→ Required action:
For every line in the material, set down an identical one.

Start of The input

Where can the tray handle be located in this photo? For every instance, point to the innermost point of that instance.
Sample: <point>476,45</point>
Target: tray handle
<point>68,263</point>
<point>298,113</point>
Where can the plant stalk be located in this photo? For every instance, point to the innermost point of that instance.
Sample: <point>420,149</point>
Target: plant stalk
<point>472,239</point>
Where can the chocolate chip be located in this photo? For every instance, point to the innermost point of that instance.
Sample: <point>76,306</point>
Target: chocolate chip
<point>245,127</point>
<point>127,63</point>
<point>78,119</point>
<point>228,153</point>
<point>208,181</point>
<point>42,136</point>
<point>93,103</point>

End of The input

→ Response box:
Where can the tray handle be located in this photo? For every instance, point to the innermost point of that instance.
Sample: <point>476,45</point>
Target: tray handle
<point>68,263</point>
<point>298,113</point>
Where can the plant stalk be located in this photo? For every instance, point to the innermost point of that instance.
Sample: <point>420,149</point>
Target: plant stalk
<point>472,239</point>
Where can the chocolate chip be located in this photo? For every instance, point to the innermost point of that instance.
Sample: <point>76,306</point>
Target: chocolate chip
<point>245,127</point>
<point>127,63</point>
<point>78,119</point>
<point>228,153</point>
<point>208,181</point>
<point>42,136</point>
<point>93,103</point>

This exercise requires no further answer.